_Extracted records_:
········

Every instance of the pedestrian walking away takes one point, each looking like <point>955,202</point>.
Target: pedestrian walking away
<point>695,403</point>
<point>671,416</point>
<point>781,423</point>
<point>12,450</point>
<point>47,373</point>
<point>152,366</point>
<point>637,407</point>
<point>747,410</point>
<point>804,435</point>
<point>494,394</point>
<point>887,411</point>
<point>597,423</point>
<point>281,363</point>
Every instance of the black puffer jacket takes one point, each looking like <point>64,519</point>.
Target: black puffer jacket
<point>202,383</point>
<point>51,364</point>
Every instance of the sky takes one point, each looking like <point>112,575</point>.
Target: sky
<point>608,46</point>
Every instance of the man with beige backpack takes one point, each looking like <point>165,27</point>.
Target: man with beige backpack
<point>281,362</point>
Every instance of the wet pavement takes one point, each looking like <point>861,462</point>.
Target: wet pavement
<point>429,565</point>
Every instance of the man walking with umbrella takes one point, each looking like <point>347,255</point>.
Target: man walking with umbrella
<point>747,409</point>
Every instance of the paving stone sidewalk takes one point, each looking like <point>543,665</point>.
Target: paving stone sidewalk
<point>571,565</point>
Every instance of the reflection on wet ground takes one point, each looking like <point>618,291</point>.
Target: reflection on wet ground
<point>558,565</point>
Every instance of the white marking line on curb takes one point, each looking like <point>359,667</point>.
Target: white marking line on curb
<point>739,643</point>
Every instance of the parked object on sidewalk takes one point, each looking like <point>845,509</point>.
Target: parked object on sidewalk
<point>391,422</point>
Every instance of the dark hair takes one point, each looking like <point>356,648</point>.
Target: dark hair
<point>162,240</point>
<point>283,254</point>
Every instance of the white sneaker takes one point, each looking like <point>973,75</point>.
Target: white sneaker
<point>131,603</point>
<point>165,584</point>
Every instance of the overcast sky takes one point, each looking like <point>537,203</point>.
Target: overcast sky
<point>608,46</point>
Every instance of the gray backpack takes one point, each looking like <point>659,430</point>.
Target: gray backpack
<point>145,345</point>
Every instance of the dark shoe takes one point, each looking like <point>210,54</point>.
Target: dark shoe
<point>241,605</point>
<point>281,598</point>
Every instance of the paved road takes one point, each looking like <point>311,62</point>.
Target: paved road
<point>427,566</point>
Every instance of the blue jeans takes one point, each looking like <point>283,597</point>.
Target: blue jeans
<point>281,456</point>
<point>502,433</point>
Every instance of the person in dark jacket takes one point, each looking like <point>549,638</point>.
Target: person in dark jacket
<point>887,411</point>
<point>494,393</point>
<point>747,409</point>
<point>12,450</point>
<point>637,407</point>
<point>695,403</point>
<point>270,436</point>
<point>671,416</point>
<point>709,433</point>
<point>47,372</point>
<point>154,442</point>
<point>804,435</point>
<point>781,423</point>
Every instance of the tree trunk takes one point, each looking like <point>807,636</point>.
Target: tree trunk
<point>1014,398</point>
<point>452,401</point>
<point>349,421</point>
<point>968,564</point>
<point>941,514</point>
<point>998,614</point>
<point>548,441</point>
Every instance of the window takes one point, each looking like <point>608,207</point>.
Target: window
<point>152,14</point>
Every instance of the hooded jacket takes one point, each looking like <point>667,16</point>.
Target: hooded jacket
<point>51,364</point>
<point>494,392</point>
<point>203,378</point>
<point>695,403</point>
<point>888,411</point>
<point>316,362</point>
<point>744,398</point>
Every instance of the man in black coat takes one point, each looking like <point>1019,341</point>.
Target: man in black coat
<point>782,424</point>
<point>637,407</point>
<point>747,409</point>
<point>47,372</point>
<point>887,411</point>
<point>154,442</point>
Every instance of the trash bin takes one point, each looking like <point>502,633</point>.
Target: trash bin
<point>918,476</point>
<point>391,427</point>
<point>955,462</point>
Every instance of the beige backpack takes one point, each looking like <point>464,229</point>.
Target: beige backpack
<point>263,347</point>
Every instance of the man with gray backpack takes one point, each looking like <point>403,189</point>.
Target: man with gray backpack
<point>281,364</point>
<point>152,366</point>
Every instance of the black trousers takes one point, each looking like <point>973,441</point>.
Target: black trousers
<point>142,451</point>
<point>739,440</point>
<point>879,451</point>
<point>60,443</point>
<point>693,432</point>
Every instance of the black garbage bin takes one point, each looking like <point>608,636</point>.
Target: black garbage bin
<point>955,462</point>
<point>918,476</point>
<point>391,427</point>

········

_Work instruction_: Every entry above needs to be written out again exactly.

_Output below_:
Every instance of the pedestrian walking away takes one point, each looking like <point>955,202</point>.
Target: pedestrian walking away
<point>695,403</point>
<point>671,416</point>
<point>781,423</point>
<point>12,450</point>
<point>47,373</point>
<point>152,366</point>
<point>637,407</point>
<point>747,410</point>
<point>804,435</point>
<point>494,394</point>
<point>887,411</point>
<point>597,423</point>
<point>281,363</point>
Every instance of the black puffer jacket takes one point, each looking like <point>64,519</point>.
Target: black puffer jacket
<point>202,383</point>
<point>51,364</point>
Every instance of the sky takes one point, each looking like <point>112,575</point>.
Target: sky
<point>608,46</point>
Every instance of the man with beige backpack takes one point, each looking like <point>165,27</point>.
Target: man with beige backpack
<point>281,362</point>
Every instance of the wet pavement takes one point, each looking like <point>861,462</point>.
Target: wet pavement
<point>429,565</point>
Every instance of the man walking with umbrella takes one point, each looking like <point>347,255</point>.
Target: man walking with umbrella
<point>747,409</point>
Every instance of the paving stone sidewalk takes one point, each looking like <point>543,665</point>.
Target: paving stone sidewalk
<point>571,565</point>
Every instance of the reflection on wet ground takes one point, each looking like <point>618,291</point>.
Target: reflection on wet ground
<point>558,565</point>
Every instance of the white marking line on curb takes one point, each looking like <point>359,667</point>.
Target: white marking line on curb
<point>739,643</point>
Every instance of the parked object on sidewalk takes one point, each looking like <point>845,509</point>.
Target: parked object on sidewalk
<point>391,422</point>
Every instance of the dark hair takes one point, each looking like <point>356,648</point>.
Target: dark hair
<point>162,240</point>
<point>283,254</point>
Every instance of the white sneaker takes one point, each looking like <point>973,75</point>.
Target: white sneaker
<point>131,603</point>
<point>165,584</point>
Every instance of the overcast sky takes one point, each looking like <point>537,203</point>.
Target: overcast sky
<point>608,46</point>
Every instance of the gray backpack takes one point, each looking like <point>659,430</point>.
Target: gray backpack
<point>145,345</point>
Every instance of the dark shoe takes one point, each looking like <point>210,54</point>.
Target: dark shoe
<point>241,605</point>
<point>281,598</point>
Every instance of the paved road takes one point, each looking like <point>311,62</point>.
Target: paved road
<point>427,566</point>
Every instance of the blue jeans takes one point, each looking like <point>283,597</point>.
Target: blue jeans
<point>281,456</point>
<point>502,433</point>
Every instance of the person in dark jacket takes one point, each looking like <point>549,638</point>.
Target: person in dark jacket
<point>887,411</point>
<point>494,393</point>
<point>747,409</point>
<point>12,450</point>
<point>637,407</point>
<point>695,403</point>
<point>270,436</point>
<point>671,416</point>
<point>709,433</point>
<point>47,372</point>
<point>154,442</point>
<point>804,435</point>
<point>781,423</point>
Every instance of the tree trunk takes one point, each looking like <point>807,636</point>.
Target: tree trunk
<point>1014,398</point>
<point>452,401</point>
<point>349,421</point>
<point>968,564</point>
<point>941,514</point>
<point>998,614</point>
<point>548,441</point>
Every instance of the window takes one point, each looking like <point>608,207</point>.
Target: window
<point>152,14</point>
Every instance of the hooded jacket takes one point, each looking like <point>667,16</point>.
Target: hooded jacket
<point>51,364</point>
<point>494,392</point>
<point>203,378</point>
<point>695,403</point>
<point>888,411</point>
<point>316,362</point>
<point>744,398</point>
Every instance of the man in black coat takes one point, each looking like <point>1019,341</point>.
Target: man in black coat
<point>782,424</point>
<point>637,407</point>
<point>747,409</point>
<point>47,372</point>
<point>887,411</point>
<point>154,442</point>
Every instance of the trash bin takes one point, each looking like <point>502,633</point>.
Target: trash bin
<point>918,476</point>
<point>391,427</point>
<point>955,462</point>
Every instance of the beige backpack takes one point, each looking like <point>464,229</point>.
Target: beige backpack
<point>263,347</point>
Every instance of the man with gray backpack takes one point, each looking like <point>403,189</point>.
Target: man with gray backpack
<point>281,364</point>
<point>152,366</point>
Every instance of the black trousers takes one point, each looking like <point>973,441</point>.
Target: black trousers
<point>142,451</point>
<point>739,440</point>
<point>879,451</point>
<point>60,443</point>
<point>693,432</point>
Every instance of the black garbage bin takes one point, each looking like <point>608,636</point>.
Target: black garbage bin
<point>955,462</point>
<point>918,476</point>
<point>391,427</point>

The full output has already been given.